La datazione del cortile (1510-22) rende tuttavia poco probabile tale interpretazione, per la morte nel 1502 dell'artista, la consapevolezza prospettica che caratterizza i Palazzi Carli e Franchi, appare estranea agli altri cortili del tardo Quattrocento aquilano, dove lo spazio della corte si articola su modulazioni libere e da rigorosi impianti prospettici e in cui, le accentuazioni umanistiche e recuperi tardo-medievali, si manifesta piuttosto come riproposizione di un linguaggio architettonico, dunque senza picchi di originalità
La scala principale di accesso si presenta sostanzialmente aperta, e articolata spazialmente sul cortile di cui costituisce parte integrante del piano distributivo e figurativo, così la casa di Nicola e Giacomo di Notar Nanni di via Bominaco, la casa di Salvati-Agnifili in Piazza Cardinale, il Palazzo Burri-Gatti in Corso Vittorio Emanuele, la Casa De Rosis in via San Benedetto in Perillis, e le due case di via Bominaco ai civici 5 e 13. Di eccezione è il Palazzo Alfieri, oggi convento di Santa Maria degli Angeli in via Fortebraccio, caratterizzato da un ampio cortile porticato a due ordini, in cui però convivono arcate ogivali e arcate a tutto sesto. E ancora l'elegante cortile del Palazzo Dragonetti-De Torres in via Santa Giusta, a tre ordini, forse la massima espressione locale delle possibilità creative connesse all'adozione dello stile toscano.

★ ★ ★

- **Compito assegnato A**:
Ripeti parola per parola il testo sui cortili dei palazzi aquilani, dall'inizio alla fine.

★ ★ ★

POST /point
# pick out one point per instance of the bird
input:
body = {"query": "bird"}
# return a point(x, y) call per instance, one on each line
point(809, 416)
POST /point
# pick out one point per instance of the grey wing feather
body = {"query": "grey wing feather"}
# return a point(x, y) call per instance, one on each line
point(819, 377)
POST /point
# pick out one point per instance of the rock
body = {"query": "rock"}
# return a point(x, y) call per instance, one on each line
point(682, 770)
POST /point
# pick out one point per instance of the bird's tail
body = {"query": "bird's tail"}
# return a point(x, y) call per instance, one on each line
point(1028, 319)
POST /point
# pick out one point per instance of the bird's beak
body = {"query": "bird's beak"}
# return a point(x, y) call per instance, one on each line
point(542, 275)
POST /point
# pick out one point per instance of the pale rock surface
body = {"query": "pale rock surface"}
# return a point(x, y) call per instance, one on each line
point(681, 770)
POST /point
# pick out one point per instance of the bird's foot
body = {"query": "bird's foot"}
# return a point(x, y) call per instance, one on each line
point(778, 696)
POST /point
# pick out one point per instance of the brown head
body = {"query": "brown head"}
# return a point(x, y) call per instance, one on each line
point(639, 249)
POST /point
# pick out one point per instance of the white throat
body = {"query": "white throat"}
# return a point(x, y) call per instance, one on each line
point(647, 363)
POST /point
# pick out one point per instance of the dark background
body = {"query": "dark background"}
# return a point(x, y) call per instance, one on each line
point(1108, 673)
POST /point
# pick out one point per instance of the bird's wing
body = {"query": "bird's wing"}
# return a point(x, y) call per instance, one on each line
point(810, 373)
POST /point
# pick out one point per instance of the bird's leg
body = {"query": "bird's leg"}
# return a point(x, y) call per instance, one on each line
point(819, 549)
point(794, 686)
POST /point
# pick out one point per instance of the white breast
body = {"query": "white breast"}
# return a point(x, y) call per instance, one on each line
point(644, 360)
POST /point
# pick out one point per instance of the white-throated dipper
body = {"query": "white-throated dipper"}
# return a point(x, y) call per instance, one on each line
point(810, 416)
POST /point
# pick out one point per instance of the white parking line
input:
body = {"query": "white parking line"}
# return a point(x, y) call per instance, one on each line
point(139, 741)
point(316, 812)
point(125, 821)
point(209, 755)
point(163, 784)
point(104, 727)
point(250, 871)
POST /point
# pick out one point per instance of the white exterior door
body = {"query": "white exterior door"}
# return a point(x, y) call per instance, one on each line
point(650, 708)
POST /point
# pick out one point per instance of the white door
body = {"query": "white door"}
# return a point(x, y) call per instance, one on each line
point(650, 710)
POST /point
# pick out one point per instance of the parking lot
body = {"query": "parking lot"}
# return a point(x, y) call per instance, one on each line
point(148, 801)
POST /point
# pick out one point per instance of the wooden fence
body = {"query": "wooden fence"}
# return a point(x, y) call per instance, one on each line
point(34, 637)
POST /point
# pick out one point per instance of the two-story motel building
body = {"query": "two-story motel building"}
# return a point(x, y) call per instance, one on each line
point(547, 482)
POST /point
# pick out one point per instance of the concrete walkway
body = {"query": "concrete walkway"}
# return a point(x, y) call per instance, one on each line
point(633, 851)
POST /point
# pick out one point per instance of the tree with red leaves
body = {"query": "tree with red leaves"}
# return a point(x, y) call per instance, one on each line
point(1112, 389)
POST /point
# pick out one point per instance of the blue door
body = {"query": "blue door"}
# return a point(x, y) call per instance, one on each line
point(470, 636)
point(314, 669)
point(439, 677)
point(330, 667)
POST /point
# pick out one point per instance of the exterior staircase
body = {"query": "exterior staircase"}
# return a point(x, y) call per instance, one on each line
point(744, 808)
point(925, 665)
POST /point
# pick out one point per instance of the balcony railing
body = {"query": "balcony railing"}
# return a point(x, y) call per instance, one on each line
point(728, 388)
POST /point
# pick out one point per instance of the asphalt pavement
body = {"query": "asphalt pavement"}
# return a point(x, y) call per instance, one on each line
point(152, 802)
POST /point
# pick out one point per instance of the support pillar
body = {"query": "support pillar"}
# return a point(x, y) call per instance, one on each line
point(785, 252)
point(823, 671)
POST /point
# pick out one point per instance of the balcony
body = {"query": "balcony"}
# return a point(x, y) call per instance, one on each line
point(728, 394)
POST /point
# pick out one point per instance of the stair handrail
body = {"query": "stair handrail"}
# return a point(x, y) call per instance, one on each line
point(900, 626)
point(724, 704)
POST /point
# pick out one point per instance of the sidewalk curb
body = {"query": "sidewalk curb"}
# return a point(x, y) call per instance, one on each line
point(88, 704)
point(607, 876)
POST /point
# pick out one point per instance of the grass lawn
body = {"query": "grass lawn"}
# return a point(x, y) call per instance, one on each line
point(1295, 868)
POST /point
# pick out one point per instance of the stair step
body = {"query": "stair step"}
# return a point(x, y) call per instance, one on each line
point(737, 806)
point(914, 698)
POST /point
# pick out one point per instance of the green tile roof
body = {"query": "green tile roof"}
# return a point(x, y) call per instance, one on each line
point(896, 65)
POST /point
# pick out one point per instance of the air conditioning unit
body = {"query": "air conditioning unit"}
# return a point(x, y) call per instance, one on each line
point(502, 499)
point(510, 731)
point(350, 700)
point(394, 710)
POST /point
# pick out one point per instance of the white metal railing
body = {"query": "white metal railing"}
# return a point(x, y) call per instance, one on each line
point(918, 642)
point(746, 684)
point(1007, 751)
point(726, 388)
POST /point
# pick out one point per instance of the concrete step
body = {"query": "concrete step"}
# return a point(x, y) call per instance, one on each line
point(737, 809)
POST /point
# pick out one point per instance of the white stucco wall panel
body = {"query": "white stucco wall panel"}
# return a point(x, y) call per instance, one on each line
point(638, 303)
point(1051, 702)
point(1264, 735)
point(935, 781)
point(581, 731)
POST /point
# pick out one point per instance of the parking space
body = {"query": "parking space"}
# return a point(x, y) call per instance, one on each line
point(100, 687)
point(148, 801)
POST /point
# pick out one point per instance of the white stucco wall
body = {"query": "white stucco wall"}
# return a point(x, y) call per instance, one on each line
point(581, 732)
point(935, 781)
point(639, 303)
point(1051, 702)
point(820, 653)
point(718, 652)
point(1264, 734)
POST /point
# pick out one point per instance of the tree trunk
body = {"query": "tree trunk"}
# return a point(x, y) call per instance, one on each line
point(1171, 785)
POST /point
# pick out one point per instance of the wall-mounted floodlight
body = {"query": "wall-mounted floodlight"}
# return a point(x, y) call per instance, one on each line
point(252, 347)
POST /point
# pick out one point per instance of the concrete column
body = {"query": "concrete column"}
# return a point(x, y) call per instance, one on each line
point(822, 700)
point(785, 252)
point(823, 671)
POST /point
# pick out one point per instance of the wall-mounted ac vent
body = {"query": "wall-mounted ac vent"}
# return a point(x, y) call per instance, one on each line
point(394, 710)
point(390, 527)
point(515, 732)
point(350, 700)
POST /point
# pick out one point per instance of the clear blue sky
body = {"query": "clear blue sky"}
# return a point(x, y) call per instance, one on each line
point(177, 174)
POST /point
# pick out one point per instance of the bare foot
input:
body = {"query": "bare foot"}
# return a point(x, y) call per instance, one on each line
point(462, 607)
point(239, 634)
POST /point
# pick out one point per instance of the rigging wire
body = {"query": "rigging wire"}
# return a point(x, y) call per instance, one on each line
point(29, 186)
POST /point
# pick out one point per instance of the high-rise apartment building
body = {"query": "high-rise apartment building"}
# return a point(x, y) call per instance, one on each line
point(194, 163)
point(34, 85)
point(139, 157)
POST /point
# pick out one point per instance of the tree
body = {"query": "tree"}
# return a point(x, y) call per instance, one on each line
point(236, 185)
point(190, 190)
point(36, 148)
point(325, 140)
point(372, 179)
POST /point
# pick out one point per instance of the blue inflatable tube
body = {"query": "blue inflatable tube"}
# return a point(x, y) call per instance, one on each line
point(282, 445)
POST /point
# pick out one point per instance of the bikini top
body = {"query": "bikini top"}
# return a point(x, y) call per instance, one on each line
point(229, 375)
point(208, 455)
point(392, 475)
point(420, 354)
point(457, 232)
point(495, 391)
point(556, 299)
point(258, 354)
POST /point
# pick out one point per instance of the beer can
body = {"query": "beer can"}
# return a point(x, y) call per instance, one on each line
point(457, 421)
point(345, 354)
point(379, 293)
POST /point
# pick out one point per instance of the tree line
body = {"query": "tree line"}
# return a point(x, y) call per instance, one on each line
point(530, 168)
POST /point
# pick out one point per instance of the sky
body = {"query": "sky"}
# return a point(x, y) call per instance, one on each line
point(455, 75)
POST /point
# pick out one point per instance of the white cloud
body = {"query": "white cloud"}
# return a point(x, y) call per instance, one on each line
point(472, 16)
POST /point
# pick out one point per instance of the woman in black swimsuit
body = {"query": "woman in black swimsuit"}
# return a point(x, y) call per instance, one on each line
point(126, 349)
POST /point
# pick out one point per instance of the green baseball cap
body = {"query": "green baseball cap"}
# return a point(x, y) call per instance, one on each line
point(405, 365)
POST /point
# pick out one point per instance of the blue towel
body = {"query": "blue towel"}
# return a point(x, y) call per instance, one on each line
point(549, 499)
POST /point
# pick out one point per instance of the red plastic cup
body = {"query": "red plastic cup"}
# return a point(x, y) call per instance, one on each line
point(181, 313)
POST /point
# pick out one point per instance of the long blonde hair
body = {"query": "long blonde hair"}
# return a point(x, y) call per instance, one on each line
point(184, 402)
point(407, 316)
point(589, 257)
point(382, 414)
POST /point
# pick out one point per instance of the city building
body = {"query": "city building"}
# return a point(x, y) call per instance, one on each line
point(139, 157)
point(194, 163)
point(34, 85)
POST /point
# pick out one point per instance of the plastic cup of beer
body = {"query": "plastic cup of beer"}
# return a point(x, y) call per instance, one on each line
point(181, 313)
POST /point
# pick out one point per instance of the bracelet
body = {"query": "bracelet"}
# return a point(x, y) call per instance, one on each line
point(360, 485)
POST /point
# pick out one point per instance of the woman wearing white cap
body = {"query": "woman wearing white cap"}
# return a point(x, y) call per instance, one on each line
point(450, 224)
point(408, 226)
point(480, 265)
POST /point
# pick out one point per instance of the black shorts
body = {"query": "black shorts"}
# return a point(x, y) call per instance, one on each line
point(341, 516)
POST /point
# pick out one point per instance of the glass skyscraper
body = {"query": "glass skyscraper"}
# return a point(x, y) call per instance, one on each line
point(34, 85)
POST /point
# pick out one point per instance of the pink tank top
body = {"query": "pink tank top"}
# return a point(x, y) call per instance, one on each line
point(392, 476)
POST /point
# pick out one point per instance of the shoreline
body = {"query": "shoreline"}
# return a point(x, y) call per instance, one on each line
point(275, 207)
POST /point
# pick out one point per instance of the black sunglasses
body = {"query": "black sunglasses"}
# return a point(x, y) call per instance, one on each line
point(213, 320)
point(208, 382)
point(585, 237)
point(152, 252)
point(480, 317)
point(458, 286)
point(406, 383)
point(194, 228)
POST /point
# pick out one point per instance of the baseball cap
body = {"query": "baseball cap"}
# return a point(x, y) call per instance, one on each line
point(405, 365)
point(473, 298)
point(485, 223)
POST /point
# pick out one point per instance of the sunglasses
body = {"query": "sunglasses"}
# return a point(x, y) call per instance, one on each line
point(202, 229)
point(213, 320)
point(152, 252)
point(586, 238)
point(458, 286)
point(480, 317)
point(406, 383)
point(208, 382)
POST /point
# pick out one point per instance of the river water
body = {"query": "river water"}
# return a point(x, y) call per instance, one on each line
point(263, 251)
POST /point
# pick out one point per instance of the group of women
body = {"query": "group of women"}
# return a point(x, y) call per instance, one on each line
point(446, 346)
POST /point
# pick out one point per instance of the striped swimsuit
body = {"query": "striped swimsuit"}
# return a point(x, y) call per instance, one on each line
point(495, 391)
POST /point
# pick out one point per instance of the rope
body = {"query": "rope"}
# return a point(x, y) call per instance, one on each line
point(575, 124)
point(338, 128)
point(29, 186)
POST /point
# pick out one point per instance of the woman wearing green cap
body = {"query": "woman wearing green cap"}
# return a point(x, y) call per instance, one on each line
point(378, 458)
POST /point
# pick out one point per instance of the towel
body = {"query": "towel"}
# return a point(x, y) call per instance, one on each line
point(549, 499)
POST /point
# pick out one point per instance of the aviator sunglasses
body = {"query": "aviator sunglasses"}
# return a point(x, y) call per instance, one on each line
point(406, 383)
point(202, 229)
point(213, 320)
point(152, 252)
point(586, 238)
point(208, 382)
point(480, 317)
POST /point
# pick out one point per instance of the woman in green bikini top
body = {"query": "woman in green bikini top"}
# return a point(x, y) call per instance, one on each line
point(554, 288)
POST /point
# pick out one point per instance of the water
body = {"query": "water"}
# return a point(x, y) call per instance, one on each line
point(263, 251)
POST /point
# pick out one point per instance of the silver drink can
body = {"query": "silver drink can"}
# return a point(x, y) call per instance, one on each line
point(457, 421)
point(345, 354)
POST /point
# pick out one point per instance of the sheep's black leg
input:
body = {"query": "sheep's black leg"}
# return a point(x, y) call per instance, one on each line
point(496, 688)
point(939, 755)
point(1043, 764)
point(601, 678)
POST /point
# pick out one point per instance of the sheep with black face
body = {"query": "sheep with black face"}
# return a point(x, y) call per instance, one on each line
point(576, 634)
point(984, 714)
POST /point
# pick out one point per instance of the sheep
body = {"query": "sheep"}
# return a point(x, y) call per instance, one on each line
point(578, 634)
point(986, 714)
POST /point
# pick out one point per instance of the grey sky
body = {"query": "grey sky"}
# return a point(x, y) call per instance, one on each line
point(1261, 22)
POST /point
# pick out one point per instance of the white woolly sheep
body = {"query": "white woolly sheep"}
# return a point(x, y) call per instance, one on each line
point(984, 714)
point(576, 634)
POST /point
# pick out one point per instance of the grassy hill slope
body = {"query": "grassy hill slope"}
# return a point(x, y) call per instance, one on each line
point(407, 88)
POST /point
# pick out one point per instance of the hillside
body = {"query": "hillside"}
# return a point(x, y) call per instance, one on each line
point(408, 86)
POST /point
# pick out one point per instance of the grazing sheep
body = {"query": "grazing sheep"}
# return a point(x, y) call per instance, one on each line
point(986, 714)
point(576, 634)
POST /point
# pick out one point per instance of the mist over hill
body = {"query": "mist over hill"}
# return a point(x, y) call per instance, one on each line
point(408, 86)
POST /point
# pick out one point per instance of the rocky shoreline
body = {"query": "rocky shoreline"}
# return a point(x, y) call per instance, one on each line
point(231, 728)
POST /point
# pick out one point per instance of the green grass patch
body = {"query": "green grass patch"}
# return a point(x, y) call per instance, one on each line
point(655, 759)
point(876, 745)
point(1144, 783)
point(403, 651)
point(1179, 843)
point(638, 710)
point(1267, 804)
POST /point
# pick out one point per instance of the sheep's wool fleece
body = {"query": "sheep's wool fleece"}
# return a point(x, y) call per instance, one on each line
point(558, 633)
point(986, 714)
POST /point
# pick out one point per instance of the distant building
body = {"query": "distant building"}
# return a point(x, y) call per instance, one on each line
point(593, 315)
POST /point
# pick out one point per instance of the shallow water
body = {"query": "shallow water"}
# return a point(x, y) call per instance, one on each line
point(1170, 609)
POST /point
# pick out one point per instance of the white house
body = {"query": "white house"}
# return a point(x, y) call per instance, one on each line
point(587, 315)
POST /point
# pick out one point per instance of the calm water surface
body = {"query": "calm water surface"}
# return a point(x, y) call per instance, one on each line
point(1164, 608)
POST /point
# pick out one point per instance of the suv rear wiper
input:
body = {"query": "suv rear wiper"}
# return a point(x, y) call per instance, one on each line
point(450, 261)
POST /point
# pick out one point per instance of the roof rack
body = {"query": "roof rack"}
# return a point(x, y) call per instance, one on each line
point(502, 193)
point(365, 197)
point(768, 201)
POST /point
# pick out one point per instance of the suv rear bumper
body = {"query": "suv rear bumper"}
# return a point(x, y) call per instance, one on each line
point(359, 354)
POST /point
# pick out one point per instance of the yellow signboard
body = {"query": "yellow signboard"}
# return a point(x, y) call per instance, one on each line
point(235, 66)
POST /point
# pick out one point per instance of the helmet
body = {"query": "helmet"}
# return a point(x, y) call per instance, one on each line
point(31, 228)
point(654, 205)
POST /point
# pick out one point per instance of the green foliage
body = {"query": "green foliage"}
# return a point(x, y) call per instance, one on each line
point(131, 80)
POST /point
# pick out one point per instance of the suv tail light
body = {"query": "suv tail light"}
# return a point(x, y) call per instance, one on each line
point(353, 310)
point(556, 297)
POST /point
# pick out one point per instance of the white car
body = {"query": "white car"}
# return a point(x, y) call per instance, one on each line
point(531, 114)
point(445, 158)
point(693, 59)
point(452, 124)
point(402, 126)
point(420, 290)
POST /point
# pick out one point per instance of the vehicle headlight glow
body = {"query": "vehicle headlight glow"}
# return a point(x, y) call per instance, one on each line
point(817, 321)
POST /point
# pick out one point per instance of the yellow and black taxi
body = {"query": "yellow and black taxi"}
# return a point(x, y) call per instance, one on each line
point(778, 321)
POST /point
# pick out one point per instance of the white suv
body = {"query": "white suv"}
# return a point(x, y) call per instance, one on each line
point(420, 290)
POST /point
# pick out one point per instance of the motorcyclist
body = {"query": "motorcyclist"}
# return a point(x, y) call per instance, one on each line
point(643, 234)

★ ★ ★

- **Compito assegnato B**:
Copia dall'elenco tutte le righe in cui compare la parola "woman".

- **Risposta corretta A**:
La datazione del cortile (1510-22) rende tuttavia poco probabile tale interpretazione, per la morte nel 1502 dell'artista, la consapevolezza prospettica che caratterizza i Palazzi Carli e Franchi, appare estranea agli altri cortili del tardo Quattrocento aquilano, dove lo spazio della corte si articola su modulazioni libere e da rigorosi impianti prospettici e in cui, le accentuazioni umanistiche e recuperi tardo-medievali, si manifesta piuttosto come riproposizione di un linguaggio architettonico, dunque senza picchi di originalità
La scala principale di accesso si presenta sostanzialmente aperta, e articolata spazialmente sul cortile di cui costituisce parte integrante del piano distributivo e figurativo, così la casa di Nicola e Giacomo di Notar Nanni di via Bominaco, la casa di Salvati-Agnifili in Piazza Cardinale, il Palazzo Burri-Gatti in Corso Vittorio Emanuele, la Casa De Rosis in via San Benedetto in Perillis, e le due case di via Bominaco ai civici 5 e 13. Di eccezione è il Palazzo Alfieri, oggi convento di Santa Maria degli Angeli in via Fortebraccio, caratterizzato da un ampio cortile porticato a due ordini, in cui però convivono arcate ogivali e arcate a tutto sesto. E ancora l'elegante cortile del Palazzo Dragonetti-De Torres in via Santa Giusta, a tre ordini, forse la massima espressione locale delle possibilità creative connesse all'adozione dello stile toscano.

- **Risposta corretta B**:
# pick out one point per instance of the woman in black swimsuit
body = {"query": "woman in black swimsuit"}
# pick out one point per instance of the woman wearing white cap
body = {"query": "woman wearing white cap"}
# pick out one point per instance of the woman wearing green cap
body = {"query": "woman wearing green cap"}
# pick out one point per instance of the woman in green bikini top
body = {"query": "woman in green bikini top"}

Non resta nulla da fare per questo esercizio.